*WHAT YOU HAVE TO DO*
Drop every picture, then transcribe the remaining data exactly.

Point annotations for photos:
-----
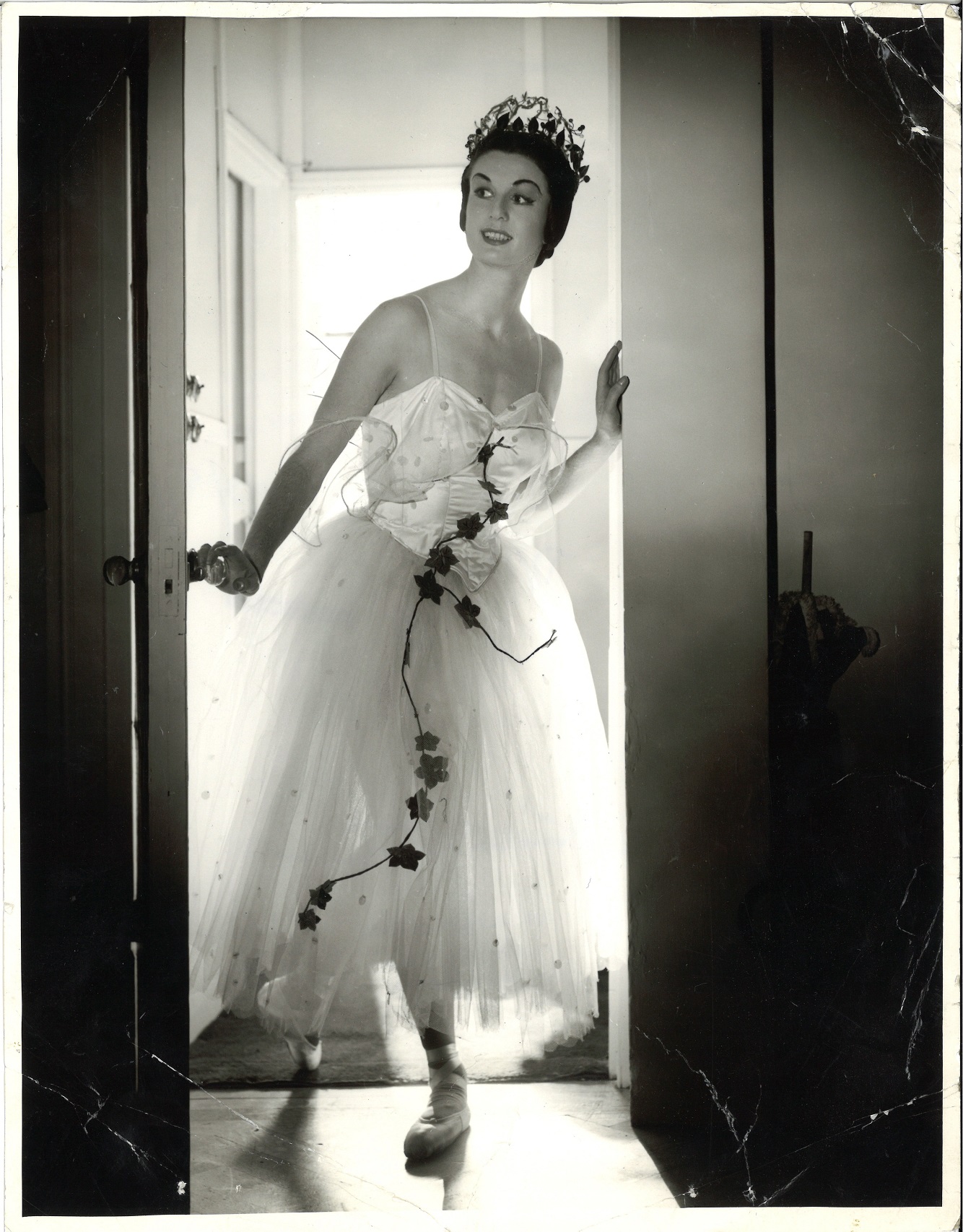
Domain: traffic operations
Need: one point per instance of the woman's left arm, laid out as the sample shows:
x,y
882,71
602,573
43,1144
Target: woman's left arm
x,y
601,445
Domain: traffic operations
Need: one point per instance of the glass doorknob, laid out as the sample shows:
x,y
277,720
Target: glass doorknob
x,y
214,573
117,570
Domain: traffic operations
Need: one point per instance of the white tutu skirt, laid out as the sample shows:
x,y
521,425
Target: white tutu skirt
x,y
305,762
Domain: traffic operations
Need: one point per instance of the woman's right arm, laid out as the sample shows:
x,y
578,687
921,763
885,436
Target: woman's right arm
x,y
366,370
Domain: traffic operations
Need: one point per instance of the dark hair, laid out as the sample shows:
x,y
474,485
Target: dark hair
x,y
553,164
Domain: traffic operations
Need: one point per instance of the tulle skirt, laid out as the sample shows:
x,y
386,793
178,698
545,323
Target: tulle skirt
x,y
305,759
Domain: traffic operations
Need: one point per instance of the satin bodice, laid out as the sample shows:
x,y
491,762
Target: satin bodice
x,y
429,476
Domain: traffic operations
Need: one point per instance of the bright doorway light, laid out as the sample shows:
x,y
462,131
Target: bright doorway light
x,y
359,248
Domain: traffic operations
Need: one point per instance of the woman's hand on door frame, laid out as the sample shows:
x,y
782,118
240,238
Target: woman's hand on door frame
x,y
609,392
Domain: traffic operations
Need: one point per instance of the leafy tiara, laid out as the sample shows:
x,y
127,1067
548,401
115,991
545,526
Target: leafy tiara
x,y
544,121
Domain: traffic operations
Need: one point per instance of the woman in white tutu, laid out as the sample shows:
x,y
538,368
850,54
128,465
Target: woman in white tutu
x,y
403,758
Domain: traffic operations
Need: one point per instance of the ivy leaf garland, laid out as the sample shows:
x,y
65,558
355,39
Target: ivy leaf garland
x,y
469,612
404,856
419,806
431,771
429,586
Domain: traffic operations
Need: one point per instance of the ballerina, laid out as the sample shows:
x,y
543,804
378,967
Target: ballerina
x,y
409,664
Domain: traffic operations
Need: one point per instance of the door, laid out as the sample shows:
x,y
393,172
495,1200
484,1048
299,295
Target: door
x,y
103,750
-----
*TASK OUTPUT*
Domain: traffic operations
Need: one point per instance of the woman's left arm, laid out as the sample shows:
x,y
882,71
602,573
43,1144
Target: woman's left arm
x,y
601,445
Domain: traffic operations
Need: one point per instance of the glass doorknob, laid out as the sample shows:
x,y
277,720
Target: glass doorknob
x,y
214,573
117,570
Domain: traffic operations
Need: one point per instance of the white tutu skirt, laid out as the sample shows:
x,y
521,425
Target: white tutu skirt
x,y
305,762
Domain: traffic operations
Need: one point per instance of the woman's right arm, laid out as the sample shows:
x,y
578,687
921,763
885,436
Target: woman's right arm
x,y
366,370
Domain: traffic operations
Need: one point per instance of the dark hair, laid out as the sample shows:
x,y
474,485
Target: dark hair
x,y
553,164
Domain: traffic operations
Need: one point per instance of the tulle skirt, laid out as the sample shows:
x,y
386,793
178,698
545,323
Target: tulle skirt
x,y
305,759
Domain: traffic operations
Need: one point per instance of the satin bodice, laid out as the sample shows:
x,y
491,762
Target: satin bodice
x,y
429,476
Domain: traffic operations
Need: one point per instance of the bright doorway light, laid out as the sample shows:
x,y
462,131
Target: bright doorway light
x,y
359,248
Domain: traffic operations
Need: one point per instance of the woman's hand on door frame, laid out as the sample shows:
x,y
782,118
240,238
Target: woman's hand on door frame
x,y
609,392
Domain: traffic operations
Need: one point per instance of the leafy tiara, laid out as the sample shows:
x,y
127,1067
548,401
115,991
545,526
Target: leafy tiara
x,y
544,121
Domain: traffic operations
Need: one point per instance of the woman in white tutu, laid out as the sample shows:
x,y
538,368
850,54
128,465
Target: woman in white tutu
x,y
403,758
Domain: traffic operations
Need: one point per instance of the ivy leaf garland, laid out as the sample shows:
x,y
65,558
355,39
Target: ivy leaf garland
x,y
469,612
404,856
419,806
431,771
429,586
Domain: traffic operations
Need: one point per instance of the ballerina, laid out as the sample shows:
x,y
543,804
378,967
Target: ballerina
x,y
409,664
Domain: traffic operations
Need: one point per instance of the door, laid out as the sample shows:
x,y
393,172
495,1200
484,1048
299,295
Target: door
x,y
103,750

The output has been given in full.